- EXERCISE GOAL -
Repeat the entries exactly as they stand.

(Point-per-instance localization data)
▶

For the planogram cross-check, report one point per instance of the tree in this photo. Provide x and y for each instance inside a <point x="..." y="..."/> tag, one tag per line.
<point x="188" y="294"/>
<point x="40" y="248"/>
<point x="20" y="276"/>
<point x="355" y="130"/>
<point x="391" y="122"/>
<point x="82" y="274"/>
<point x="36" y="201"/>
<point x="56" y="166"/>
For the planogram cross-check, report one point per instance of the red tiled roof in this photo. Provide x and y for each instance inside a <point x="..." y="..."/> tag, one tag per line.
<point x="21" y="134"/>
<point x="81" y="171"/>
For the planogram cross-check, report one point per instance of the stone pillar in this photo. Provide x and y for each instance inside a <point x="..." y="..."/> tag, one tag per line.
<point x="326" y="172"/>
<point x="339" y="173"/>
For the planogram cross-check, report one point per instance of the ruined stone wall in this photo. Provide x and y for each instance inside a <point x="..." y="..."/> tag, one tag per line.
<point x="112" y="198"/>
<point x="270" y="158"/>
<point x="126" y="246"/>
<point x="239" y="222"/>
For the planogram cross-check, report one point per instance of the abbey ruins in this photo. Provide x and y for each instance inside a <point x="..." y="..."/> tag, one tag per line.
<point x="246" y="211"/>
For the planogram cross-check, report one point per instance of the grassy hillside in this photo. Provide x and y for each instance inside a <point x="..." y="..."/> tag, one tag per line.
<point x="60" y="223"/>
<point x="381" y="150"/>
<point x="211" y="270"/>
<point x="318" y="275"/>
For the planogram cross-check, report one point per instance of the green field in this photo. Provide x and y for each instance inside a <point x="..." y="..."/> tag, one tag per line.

◀

- SOLUTION FOR THIS TASK -
For the planogram cross-check, report one point per instance of the tree in this photo. Provide x and y for each instance inside a <point x="..." y="..."/> tag, one tag per line.
<point x="188" y="294"/>
<point x="40" y="248"/>
<point x="20" y="276"/>
<point x="355" y="130"/>
<point x="391" y="122"/>
<point x="82" y="274"/>
<point x="36" y="201"/>
<point x="56" y="166"/>
For the planogram cross-check, report one point per instance of the red tiled roof in this photo. Provide x and y for each instance inside a <point x="..." y="..."/> tag, one tag per line.
<point x="21" y="134"/>
<point x="81" y="171"/>
For the planogram cross-check, report one point per instance of the stone pillar in this photo. Provide x and y for each instance inside a <point x="..." y="..."/> tag, one tag per line.
<point x="326" y="172"/>
<point x="339" y="173"/>
For the planogram cross-check, report one point per instance of the ruined stone wall in this photo. Provide x and y for each instance inside a <point x="..." y="..."/> tag, one tag per line.
<point x="112" y="198"/>
<point x="270" y="158"/>
<point x="126" y="246"/>
<point x="239" y="222"/>
For the planogram cross-check, report one point per instance of the abbey ruins in this photo. Provide x and y for each instance inside a <point x="..." y="..."/> tag, one tag per line.
<point x="246" y="211"/>
For the planogram cross-check, report one point per instance of the grassy hillside in this photo. Provide x and y for each instance inside a <point x="..." y="..."/> tag, one tag per line.
<point x="60" y="223"/>
<point x="381" y="150"/>
<point x="211" y="270"/>
<point x="318" y="275"/>
For the planogram cross-check, report one point per instance of the green field in this photo. Provide x and y for each instance inside a <point x="..." y="..."/> tag, one tag per line.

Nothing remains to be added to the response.